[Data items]
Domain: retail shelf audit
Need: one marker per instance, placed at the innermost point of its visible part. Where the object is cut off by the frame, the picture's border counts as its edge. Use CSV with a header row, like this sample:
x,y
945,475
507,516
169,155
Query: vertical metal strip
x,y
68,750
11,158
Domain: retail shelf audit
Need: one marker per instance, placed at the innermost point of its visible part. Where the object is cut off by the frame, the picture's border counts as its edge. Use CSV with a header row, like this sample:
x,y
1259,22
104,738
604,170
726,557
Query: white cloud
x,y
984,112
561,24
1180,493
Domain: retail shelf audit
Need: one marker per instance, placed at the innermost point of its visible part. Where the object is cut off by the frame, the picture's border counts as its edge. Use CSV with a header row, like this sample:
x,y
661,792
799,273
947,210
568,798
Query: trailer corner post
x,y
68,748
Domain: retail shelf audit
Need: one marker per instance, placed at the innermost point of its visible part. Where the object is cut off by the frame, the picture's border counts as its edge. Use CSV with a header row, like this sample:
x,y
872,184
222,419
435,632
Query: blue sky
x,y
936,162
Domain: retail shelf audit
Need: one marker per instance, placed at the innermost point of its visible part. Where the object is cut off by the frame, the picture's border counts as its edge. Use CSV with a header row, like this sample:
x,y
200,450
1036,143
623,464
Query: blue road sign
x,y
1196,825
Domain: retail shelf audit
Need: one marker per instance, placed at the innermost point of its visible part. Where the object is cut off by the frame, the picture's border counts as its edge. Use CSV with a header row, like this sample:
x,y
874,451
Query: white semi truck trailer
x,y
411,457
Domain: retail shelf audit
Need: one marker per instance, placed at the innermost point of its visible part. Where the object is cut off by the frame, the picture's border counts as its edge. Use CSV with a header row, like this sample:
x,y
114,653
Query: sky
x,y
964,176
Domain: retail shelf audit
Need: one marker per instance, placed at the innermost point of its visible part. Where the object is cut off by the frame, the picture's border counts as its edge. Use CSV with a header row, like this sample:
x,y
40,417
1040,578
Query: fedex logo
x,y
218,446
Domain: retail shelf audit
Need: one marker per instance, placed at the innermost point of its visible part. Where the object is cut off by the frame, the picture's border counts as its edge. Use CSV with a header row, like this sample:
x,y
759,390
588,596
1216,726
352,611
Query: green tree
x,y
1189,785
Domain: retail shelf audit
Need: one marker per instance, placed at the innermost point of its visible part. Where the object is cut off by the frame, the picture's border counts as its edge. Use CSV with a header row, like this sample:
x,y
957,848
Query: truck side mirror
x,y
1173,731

• **Required work**
Exactly as they appear above, copy out all the records.

• **Written answer**
Domain: retail shelf audit
Need: one marker per instance, placed at the innermost point of its visible part. Where the object is cut off by the frame, the picture's border counts as its edge. Use CSV with a header row, like this sample:
x,y
945,475
507,516
169,155
Query: vertical metal strip
x,y
68,750
11,158
Domain: retail shelf audit
Need: one marker per instance, placed at the innermost point of its visible part. Where the object is cut off by the frame, the picture's border counts as its edge. Use CSV with a header row, like this sample:
x,y
1259,22
104,738
604,170
726,557
Query: white cloud
x,y
984,112
561,24
1180,493
Domain: retail shelf audit
Need: one marker per instance, placed at the innermost point of its visible part. Where the object is cut off by the frame, the picture's border counts as its edge. Use CSV with a header row, like this sample:
x,y
661,792
799,273
947,210
568,798
Query: trailer corner post
x,y
68,748
Domain: retail shelf audit
Need: one marker per instance, placed at the innermost point of its visible part. Where the object is cut off by the frame, the picture's border counts as its edge. Use CSV with a header row, like this sample:
x,y
872,184
222,419
435,632
Query: blue sky
x,y
936,162
Domain: retail shelf audit
Need: one marker per instance, placed at the innermost point of its visible part. Where the object is cut off by the frame, the picture's border counts as its edge. Use CSV with a header row, like this sample:
x,y
200,450
1036,143
623,464
Query: blue road sign
x,y
1196,825
Domain: retail shelf audit
Need: one marker per instance, placed at the innermost point of its visible part. Where the object is cut off by the frame, the picture's border counts as its edge. Use CSV with a header row, like this sample:
x,y
874,451
Query: white semi truck trailer
x,y
411,457
Domain: retail shelf audit
Need: one marker per instance, placed at the innermost point of its visible part. Where the object is cut off by the frame, the picture's border counts as its edge. Use CSV with a header row, like this sample:
x,y
114,653
Query: sky
x,y
964,176
Domain: retail shelf audit
Need: one marker per instance, placed at the innermost point of its visible part. Where the object is cut off by the frame, the picture's border counts as its edge. Use CSV with a header row, like this sample:
x,y
40,417
1040,578
Query: fedex logo
x,y
218,446
Domain: retail shelf audit
Need: one marker per instance, placed at the innermost point of its visible part. Where the object is cut off by the frame, the picture's border counts as its edge. Use CSV with a header row, like this sample:
x,y
759,390
588,596
1216,726
352,611
Query: green tree
x,y
1189,785
Domain: retail shelf audit
Need: one marker per instance, placed at the innermost point of its visible part. Where the object is cut off by the frame, the picture's border counts as its edge. Use CSV with a header row, like this sample:
x,y
957,848
Query: truck side mirror
x,y
1173,731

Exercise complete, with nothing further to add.